DATA EXTRACT =>
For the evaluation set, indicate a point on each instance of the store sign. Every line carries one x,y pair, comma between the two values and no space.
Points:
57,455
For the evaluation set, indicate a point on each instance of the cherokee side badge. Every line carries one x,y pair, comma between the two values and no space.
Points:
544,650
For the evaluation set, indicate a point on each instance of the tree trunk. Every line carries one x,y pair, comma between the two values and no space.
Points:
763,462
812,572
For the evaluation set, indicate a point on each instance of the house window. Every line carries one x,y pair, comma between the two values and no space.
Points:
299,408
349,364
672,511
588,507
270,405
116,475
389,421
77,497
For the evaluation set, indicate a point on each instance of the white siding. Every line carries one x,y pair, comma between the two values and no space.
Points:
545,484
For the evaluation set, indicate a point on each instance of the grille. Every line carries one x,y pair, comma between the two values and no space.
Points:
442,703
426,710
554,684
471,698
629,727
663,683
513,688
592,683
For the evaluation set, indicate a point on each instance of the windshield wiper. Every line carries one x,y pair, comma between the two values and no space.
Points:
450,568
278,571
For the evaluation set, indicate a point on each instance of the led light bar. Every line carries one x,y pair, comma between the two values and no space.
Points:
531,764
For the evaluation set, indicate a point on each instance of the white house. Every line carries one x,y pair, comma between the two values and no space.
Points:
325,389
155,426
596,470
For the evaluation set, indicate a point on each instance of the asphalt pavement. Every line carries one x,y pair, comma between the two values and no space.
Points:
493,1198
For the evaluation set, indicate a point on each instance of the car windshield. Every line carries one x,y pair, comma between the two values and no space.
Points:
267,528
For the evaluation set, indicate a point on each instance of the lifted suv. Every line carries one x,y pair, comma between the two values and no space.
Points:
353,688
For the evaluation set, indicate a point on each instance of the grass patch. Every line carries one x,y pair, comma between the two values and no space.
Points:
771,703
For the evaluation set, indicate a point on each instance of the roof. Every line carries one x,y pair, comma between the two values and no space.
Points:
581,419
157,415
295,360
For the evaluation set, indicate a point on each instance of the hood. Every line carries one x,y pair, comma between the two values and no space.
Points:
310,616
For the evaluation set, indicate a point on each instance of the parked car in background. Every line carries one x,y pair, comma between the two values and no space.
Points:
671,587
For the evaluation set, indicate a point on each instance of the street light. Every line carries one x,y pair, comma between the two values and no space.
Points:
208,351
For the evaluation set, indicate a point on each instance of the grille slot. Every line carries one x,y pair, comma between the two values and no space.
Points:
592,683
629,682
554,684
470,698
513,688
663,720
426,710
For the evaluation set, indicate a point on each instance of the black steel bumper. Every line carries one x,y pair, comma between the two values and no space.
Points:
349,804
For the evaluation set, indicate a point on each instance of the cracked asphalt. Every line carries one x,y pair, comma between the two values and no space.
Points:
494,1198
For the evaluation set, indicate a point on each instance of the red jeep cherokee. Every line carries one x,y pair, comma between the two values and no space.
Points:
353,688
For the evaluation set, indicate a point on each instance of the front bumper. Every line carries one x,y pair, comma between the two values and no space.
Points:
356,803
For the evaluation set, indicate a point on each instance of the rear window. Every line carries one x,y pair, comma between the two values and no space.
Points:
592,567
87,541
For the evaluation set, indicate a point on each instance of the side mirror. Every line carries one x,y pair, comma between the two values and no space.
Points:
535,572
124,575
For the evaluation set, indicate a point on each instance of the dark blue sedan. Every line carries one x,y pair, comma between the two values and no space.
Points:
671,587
==
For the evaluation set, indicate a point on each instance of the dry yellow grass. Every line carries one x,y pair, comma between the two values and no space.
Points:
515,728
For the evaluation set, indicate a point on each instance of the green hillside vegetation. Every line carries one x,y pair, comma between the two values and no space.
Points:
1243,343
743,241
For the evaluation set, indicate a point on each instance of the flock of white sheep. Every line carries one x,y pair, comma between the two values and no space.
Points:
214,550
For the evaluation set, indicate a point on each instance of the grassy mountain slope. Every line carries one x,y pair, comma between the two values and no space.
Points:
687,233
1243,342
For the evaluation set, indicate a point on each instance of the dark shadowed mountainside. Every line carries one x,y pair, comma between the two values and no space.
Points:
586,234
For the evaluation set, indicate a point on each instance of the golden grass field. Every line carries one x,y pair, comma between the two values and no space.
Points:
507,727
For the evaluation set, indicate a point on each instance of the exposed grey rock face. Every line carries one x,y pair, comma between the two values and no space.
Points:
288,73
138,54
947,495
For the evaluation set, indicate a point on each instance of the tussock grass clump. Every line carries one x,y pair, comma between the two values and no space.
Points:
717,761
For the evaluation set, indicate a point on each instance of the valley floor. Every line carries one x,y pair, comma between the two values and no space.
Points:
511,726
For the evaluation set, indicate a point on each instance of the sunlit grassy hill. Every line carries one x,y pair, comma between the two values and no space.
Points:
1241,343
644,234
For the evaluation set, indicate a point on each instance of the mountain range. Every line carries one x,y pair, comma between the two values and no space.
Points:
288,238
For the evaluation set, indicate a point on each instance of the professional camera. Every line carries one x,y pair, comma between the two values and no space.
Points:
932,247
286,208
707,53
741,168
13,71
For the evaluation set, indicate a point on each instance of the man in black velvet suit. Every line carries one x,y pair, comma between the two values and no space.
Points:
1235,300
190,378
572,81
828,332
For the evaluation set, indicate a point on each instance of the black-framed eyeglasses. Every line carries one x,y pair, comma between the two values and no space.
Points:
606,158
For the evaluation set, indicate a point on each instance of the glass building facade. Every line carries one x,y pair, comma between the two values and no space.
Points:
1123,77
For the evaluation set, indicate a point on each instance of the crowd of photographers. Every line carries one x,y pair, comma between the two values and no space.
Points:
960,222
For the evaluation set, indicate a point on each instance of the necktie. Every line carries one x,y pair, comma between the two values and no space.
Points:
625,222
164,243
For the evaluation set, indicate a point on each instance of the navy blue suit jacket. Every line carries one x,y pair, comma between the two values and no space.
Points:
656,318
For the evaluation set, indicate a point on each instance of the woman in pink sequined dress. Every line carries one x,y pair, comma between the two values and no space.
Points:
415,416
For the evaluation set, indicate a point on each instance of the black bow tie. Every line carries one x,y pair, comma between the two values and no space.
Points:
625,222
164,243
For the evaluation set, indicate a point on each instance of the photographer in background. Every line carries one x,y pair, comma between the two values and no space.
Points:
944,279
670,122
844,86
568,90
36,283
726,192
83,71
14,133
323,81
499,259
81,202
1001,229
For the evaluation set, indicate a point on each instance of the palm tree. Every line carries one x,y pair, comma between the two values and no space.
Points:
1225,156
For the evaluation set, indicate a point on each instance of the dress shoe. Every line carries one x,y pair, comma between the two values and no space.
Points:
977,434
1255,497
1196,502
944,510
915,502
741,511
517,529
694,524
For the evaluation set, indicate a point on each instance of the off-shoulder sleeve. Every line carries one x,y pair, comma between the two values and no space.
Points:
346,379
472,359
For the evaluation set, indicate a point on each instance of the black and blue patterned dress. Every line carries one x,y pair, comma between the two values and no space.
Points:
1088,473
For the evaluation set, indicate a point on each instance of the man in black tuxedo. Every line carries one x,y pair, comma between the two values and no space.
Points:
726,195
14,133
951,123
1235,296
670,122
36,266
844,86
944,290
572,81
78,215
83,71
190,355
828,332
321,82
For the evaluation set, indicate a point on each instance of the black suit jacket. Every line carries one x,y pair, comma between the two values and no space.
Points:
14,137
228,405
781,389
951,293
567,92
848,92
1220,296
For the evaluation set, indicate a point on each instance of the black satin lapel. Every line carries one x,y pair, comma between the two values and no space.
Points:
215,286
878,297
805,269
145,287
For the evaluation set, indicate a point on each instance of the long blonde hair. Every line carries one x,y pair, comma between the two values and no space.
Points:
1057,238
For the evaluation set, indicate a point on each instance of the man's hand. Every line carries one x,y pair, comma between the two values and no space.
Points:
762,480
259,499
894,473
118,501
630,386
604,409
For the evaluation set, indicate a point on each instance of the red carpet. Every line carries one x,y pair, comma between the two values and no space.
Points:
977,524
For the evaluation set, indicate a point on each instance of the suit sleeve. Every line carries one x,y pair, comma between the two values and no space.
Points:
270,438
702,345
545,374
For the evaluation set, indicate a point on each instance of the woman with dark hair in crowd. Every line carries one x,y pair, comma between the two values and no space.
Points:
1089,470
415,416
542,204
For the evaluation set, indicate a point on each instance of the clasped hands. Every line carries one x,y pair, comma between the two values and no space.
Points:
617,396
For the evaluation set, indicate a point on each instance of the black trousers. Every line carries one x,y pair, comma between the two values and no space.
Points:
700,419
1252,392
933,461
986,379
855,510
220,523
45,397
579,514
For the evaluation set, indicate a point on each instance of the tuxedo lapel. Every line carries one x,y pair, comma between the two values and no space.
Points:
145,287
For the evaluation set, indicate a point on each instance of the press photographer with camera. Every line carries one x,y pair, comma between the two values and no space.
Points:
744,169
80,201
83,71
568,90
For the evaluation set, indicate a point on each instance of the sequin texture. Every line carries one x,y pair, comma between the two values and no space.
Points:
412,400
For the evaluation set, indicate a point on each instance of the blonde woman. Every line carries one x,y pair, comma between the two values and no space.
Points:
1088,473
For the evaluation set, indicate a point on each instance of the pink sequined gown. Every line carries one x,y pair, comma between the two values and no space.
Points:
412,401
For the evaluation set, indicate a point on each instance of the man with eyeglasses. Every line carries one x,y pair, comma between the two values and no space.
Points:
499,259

AIM OF THE TASK => Show every line of the records that contains the word "background".

WRITTEN RESPONSE =>
For the evaluation set, indicate a point on each instance of the parked car in background. Every line carries one x,y pair, comma between the two values and no space.
For the evaluation set, indicate a point on each instance of the photographer in background. Every line carries one x,y pair, comma between the two values and no space.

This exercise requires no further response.